> Given instruction A
Select every line of the records below that contains the string "blue", and copy each of those lines.

> Provided text
-- START --

Re: RFR: 8384353: SHA3 AVX2 and AVX512 intrinsics and improvements [v3]

Volodymyr Paprotski Tue, 19 May 2026 12:54:33 -0700

On Fri, 15 May 2026 22:59:37 GMT, Sandhya Viswanathan 
<[email protected]> wrote:


>> Volodymyr Paprotski has updated the pull request incrementally with two 
>> additional commits since the last revision:
>> 
>>  - whitespace
>>  - comments from Sandhya
>
> src/hotspot/cpu/x86/assembler_x86.cpp line 9522:
> 
>> 9520:   InstructionAttr attributes(vector_len, /* vex_w */ 
>> VM_Version::supports_evex(), /* legacy_mode */ false, /* no_mask_reg */ 
>> true, /* uses_vl */ true);
>> 9521:   attributes.set_rex_vex_w_reverted();
>> 9522:   attributes.set_address_attributes(/* tuple_type */ EVEX_FV, /* 
>> input_size_in_bits */ EVEX_NObit);
> 
> Tuple type should be EVEX_M128.

done, thanks for catching. Looks like another 'AVX2-only' instruction I needed, 
though for this instruction, I think I did run this on EVEX machine with 
vector_len=256..

> src/hotspot/cpu/x86/assembler_x86.cpp line 9627:
> 
>> 9625:   InstructionAttr attributes(vector_len, /* vex_w */ 
>> VM_Version::supports_evex(), /* legacy_mode */ false, /* no_mask_reg */ 
>> true, /* uses_vl */ true);
>> 9626:   attributes.set_rex_vex_w_reverted();
>> 9627:   attributes.set_address_attributes(/* tuple_type */ EVEX_FV, /* 
>> input_size_in_bits */ EVEX_NObit);
> 
> Tuple type should be EVEX_M128.

-- END --

> Given instruction B
Write out, word for word, the stretch of the code review thread above from "done, thanks for" through "vector_len=256..".

> Task material
-- START --

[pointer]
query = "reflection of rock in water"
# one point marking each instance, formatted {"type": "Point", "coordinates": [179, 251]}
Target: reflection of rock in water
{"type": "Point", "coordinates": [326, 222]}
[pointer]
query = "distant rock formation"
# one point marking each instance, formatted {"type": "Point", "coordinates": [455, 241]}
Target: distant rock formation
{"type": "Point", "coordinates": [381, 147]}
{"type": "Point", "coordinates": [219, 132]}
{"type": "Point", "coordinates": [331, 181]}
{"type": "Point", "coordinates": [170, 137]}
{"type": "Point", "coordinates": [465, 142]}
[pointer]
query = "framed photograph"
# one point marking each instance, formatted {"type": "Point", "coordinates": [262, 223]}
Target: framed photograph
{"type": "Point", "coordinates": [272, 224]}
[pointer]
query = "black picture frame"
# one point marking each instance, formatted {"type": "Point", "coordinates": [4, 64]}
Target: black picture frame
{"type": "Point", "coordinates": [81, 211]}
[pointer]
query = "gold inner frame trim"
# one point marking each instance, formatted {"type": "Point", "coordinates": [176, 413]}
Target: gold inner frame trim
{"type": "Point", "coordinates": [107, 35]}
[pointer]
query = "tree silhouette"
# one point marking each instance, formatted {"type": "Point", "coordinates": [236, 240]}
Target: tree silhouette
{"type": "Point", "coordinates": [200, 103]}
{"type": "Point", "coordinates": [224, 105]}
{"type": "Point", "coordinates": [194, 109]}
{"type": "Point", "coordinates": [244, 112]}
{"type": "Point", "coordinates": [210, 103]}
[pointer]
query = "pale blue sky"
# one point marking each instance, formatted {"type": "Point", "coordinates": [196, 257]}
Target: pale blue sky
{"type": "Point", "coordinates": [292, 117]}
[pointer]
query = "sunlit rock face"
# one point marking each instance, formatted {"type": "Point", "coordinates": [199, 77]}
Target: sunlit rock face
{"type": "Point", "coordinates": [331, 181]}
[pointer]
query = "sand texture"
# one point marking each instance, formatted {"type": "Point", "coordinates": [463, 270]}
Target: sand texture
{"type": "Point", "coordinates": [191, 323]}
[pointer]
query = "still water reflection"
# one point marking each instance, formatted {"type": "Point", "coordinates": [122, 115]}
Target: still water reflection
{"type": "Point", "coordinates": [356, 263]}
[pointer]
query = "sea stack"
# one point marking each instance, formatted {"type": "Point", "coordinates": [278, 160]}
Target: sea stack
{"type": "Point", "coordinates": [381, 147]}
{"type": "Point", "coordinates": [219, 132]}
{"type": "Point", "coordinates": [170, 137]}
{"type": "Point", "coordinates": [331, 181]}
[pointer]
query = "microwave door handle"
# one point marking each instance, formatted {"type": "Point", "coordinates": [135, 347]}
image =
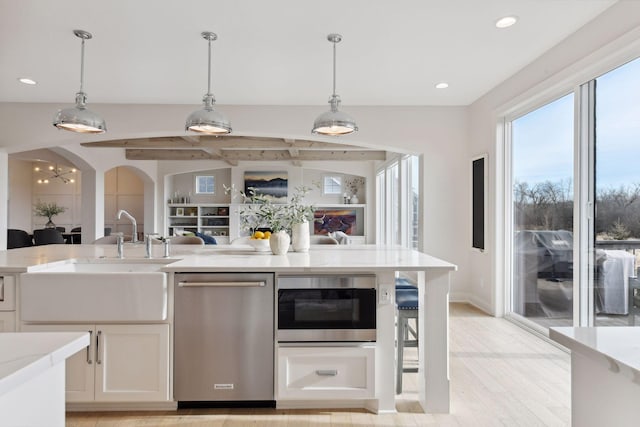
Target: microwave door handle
{"type": "Point", "coordinates": [257, 284]}
{"type": "Point", "coordinates": [327, 372]}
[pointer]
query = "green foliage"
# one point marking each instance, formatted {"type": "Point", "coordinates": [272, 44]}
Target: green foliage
{"type": "Point", "coordinates": [619, 231]}
{"type": "Point", "coordinates": [48, 210]}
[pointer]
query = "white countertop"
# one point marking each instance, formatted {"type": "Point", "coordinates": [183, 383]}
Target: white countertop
{"type": "Point", "coordinates": [235, 258]}
{"type": "Point", "coordinates": [619, 346]}
{"type": "Point", "coordinates": [24, 355]}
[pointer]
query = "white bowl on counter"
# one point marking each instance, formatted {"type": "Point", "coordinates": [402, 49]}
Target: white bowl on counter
{"type": "Point", "coordinates": [260, 245]}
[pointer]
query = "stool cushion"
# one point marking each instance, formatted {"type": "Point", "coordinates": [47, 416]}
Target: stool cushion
{"type": "Point", "coordinates": [407, 299]}
{"type": "Point", "coordinates": [404, 284]}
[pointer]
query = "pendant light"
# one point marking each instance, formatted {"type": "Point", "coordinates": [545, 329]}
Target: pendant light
{"type": "Point", "coordinates": [78, 118]}
{"type": "Point", "coordinates": [207, 120]}
{"type": "Point", "coordinates": [334, 122]}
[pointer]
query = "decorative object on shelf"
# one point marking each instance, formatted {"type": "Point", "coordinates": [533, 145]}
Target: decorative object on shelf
{"type": "Point", "coordinates": [353, 185]}
{"type": "Point", "coordinates": [207, 120]}
{"type": "Point", "coordinates": [56, 172]}
{"type": "Point", "coordinates": [260, 213]}
{"type": "Point", "coordinates": [300, 214]}
{"type": "Point", "coordinates": [279, 242]}
{"type": "Point", "coordinates": [334, 122]}
{"type": "Point", "coordinates": [78, 118]}
{"type": "Point", "coordinates": [300, 236]}
{"type": "Point", "coordinates": [48, 210]}
{"type": "Point", "coordinates": [272, 185]}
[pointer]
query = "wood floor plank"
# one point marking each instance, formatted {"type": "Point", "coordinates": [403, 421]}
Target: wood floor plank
{"type": "Point", "coordinates": [501, 375]}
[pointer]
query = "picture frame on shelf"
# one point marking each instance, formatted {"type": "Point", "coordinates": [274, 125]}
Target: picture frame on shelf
{"type": "Point", "coordinates": [271, 185]}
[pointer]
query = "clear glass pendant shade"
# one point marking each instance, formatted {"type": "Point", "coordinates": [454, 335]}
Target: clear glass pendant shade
{"type": "Point", "coordinates": [207, 120]}
{"type": "Point", "coordinates": [78, 118]}
{"type": "Point", "coordinates": [334, 122]}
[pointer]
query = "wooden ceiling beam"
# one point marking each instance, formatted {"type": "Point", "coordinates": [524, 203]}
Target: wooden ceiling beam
{"type": "Point", "coordinates": [159, 154]}
{"type": "Point", "coordinates": [221, 143]}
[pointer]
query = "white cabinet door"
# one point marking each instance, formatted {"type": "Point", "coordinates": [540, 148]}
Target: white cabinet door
{"type": "Point", "coordinates": [7, 321]}
{"type": "Point", "coordinates": [79, 372]}
{"type": "Point", "coordinates": [326, 373]}
{"type": "Point", "coordinates": [132, 363]}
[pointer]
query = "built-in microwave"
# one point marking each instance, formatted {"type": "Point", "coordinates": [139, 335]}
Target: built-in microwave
{"type": "Point", "coordinates": [324, 308]}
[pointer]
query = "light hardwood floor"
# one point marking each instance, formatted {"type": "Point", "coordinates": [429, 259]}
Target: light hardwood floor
{"type": "Point", "coordinates": [501, 375]}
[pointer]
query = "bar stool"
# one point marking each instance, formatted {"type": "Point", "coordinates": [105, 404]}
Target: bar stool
{"type": "Point", "coordinates": [407, 308]}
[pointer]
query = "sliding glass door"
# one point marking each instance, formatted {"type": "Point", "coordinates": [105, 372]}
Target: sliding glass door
{"type": "Point", "coordinates": [542, 214]}
{"type": "Point", "coordinates": [616, 298]}
{"type": "Point", "coordinates": [543, 243]}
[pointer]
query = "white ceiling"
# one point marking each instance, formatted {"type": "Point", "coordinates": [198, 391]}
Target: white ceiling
{"type": "Point", "coordinates": [275, 52]}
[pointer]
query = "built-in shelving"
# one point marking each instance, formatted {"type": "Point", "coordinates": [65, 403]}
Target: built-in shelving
{"type": "Point", "coordinates": [208, 219]}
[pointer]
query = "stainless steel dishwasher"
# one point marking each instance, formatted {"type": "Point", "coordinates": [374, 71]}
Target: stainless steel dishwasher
{"type": "Point", "coordinates": [224, 339]}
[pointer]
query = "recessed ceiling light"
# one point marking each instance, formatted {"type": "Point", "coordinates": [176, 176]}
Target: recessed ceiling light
{"type": "Point", "coordinates": [506, 21]}
{"type": "Point", "coordinates": [27, 81]}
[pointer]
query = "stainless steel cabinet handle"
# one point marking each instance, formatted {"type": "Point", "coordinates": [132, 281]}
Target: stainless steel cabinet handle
{"type": "Point", "coordinates": [98, 360]}
{"type": "Point", "coordinates": [258, 284]}
{"type": "Point", "coordinates": [89, 361]}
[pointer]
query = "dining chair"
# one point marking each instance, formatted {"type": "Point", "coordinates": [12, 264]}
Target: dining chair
{"type": "Point", "coordinates": [106, 240]}
{"type": "Point", "coordinates": [406, 309]}
{"type": "Point", "coordinates": [18, 239]}
{"type": "Point", "coordinates": [47, 236]}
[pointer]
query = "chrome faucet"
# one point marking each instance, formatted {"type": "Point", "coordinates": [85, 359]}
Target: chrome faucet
{"type": "Point", "coordinates": [120, 245]}
{"type": "Point", "coordinates": [134, 224]}
{"type": "Point", "coordinates": [147, 245]}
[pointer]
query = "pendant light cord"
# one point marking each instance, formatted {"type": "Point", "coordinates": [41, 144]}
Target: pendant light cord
{"type": "Point", "coordinates": [82, 66]}
{"type": "Point", "coordinates": [334, 68]}
{"type": "Point", "coordinates": [209, 70]}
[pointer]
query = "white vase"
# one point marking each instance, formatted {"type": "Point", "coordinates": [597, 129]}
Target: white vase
{"type": "Point", "coordinates": [300, 238]}
{"type": "Point", "coordinates": [279, 242]}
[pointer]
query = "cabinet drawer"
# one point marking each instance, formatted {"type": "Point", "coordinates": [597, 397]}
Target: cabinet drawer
{"type": "Point", "coordinates": [7, 293]}
{"type": "Point", "coordinates": [326, 372]}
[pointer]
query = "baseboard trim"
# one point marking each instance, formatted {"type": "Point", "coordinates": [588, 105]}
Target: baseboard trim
{"type": "Point", "coordinates": [325, 404]}
{"type": "Point", "coordinates": [120, 406]}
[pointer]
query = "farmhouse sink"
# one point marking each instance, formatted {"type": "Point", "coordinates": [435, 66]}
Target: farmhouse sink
{"type": "Point", "coordinates": [100, 290]}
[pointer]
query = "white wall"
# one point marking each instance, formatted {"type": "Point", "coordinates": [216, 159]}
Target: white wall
{"type": "Point", "coordinates": [601, 38]}
{"type": "Point", "coordinates": [20, 204]}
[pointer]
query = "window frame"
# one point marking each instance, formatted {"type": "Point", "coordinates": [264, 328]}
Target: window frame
{"type": "Point", "coordinates": [213, 184]}
{"type": "Point", "coordinates": [340, 191]}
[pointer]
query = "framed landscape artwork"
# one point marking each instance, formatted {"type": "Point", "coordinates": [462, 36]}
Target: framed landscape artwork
{"type": "Point", "coordinates": [273, 185]}
{"type": "Point", "coordinates": [332, 220]}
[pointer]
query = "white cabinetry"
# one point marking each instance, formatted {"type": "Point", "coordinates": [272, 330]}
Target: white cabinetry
{"type": "Point", "coordinates": [7, 304]}
{"type": "Point", "coordinates": [330, 373]}
{"type": "Point", "coordinates": [123, 363]}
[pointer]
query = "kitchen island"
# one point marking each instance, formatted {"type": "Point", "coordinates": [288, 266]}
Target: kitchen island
{"type": "Point", "coordinates": [432, 277]}
{"type": "Point", "coordinates": [605, 374]}
{"type": "Point", "coordinates": [32, 376]}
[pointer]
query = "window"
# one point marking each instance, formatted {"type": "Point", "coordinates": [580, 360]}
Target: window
{"type": "Point", "coordinates": [544, 286]}
{"type": "Point", "coordinates": [542, 214]}
{"type": "Point", "coordinates": [397, 186]}
{"type": "Point", "coordinates": [332, 184]}
{"type": "Point", "coordinates": [205, 184]}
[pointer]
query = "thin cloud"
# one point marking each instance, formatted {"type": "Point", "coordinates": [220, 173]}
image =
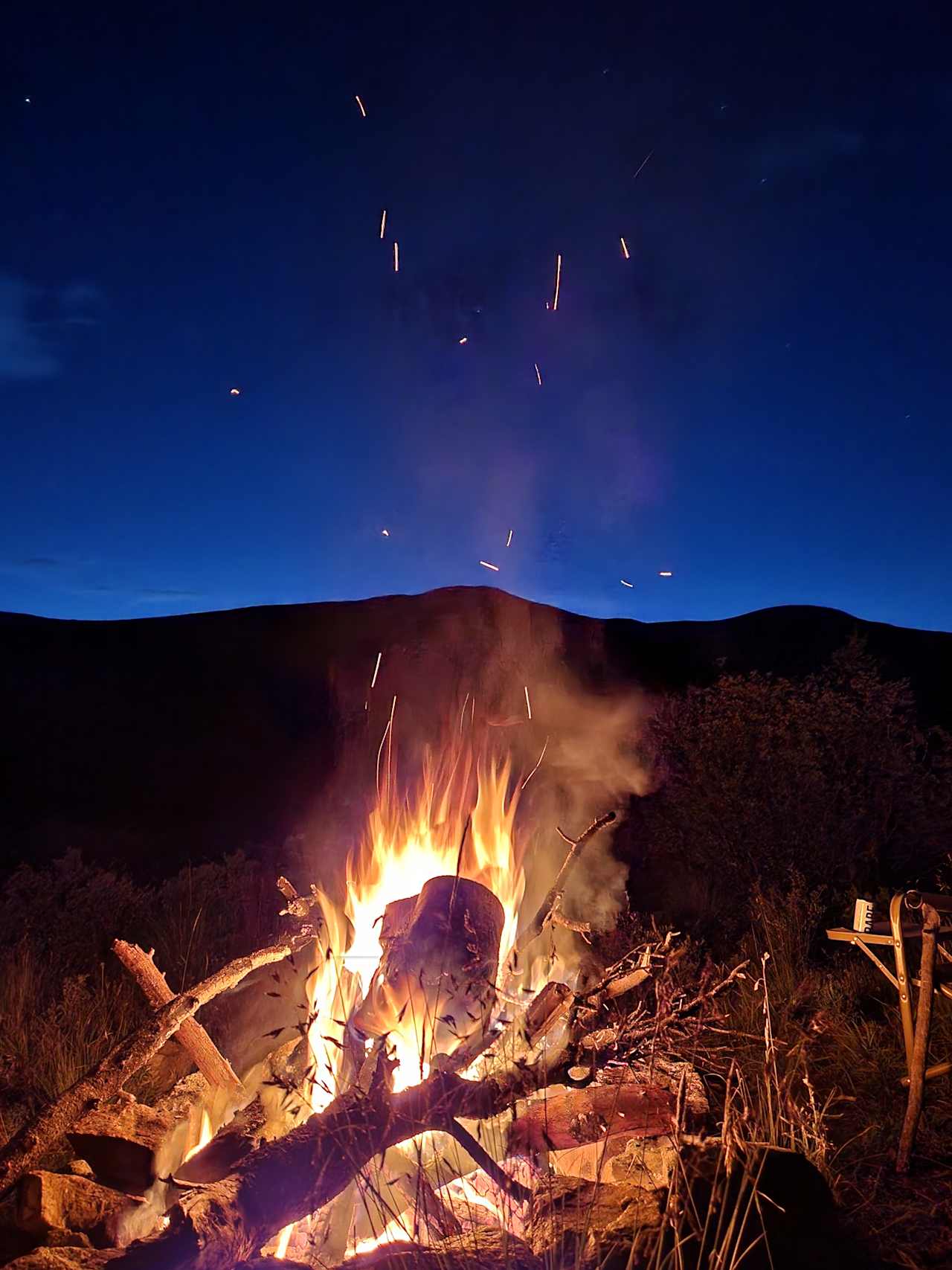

-- END --

> Result A
query = "pale blue sky"
Target: pale blue sky

> Result B
done, thanks for catching. Looks like another 'AVX2-only' instruction I needed, 
though for this instruction, I think I did run this on EVEX machine with 
vector_len=256..